Protein-coding gene in the species Homo sapiens

B-cell lymphoma/leukemia 11A is a protein that in humans is encoded by the BCL11A gene.

== Function ==

The BCL11A gene encodes for a regulatory C2H2 type zinc-finger protein, that can bind to the DNA. Five alternatively spliced transcript variants of this gene, which encode distinct isoforms, have been reported. The protein associates with the SWI/SNF complex, that regulates gene expression via chromatin remodeling.

BCL11A is highly expressed in several hematopoietic lineages, and plays a role in the switch from γ- to β-globin expression during the fetal to adult erythropoiesis transition.

Furthermore, BCL11A is expressed in the brain, where it forms a protein complex with CASK to regulate axon outgrowth and branching. In the neocortex, BCL11A binds to the TBR1 regulatory region and inhibits the expression of TBR1.

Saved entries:
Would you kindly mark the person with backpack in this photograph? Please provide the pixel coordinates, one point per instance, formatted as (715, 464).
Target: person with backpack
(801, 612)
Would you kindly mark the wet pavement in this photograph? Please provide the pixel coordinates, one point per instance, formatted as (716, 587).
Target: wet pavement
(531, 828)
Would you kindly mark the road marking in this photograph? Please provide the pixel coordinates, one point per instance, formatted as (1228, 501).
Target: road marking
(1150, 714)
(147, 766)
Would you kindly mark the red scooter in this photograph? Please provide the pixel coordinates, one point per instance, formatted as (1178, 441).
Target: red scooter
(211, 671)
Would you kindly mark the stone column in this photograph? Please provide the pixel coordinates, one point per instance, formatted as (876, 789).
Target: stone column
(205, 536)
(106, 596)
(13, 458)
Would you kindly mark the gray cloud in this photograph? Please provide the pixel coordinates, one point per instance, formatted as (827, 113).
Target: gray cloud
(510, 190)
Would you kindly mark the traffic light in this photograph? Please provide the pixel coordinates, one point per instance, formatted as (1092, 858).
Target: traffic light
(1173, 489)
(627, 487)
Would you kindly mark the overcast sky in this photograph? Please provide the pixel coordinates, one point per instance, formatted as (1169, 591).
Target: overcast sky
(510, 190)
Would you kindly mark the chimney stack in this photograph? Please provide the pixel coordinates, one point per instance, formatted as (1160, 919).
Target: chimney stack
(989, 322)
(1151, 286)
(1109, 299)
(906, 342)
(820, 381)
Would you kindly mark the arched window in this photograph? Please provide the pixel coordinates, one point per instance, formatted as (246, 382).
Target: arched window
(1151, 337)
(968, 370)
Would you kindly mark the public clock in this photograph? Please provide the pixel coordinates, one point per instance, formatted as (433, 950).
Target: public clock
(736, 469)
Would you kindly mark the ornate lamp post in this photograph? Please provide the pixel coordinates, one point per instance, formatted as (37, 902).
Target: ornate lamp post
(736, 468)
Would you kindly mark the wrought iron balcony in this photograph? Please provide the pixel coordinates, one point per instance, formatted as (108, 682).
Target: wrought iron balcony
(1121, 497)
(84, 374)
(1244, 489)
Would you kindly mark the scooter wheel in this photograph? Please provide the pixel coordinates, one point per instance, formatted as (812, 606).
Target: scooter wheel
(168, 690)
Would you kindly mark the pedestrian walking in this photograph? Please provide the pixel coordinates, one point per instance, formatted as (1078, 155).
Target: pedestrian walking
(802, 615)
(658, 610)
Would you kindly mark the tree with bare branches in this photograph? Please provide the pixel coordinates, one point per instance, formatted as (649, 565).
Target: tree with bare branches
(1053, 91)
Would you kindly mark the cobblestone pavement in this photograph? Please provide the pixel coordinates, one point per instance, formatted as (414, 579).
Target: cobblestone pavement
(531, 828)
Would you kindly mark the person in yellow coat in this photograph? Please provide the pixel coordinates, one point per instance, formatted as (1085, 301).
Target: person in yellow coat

Action item. List every gene, protein, or protein complex named in the excerpt about the BCL11A gene, apart from BCL11A itself.

Response. SWI/SNF complex, γ-globin, β-globin, CASK, TBR1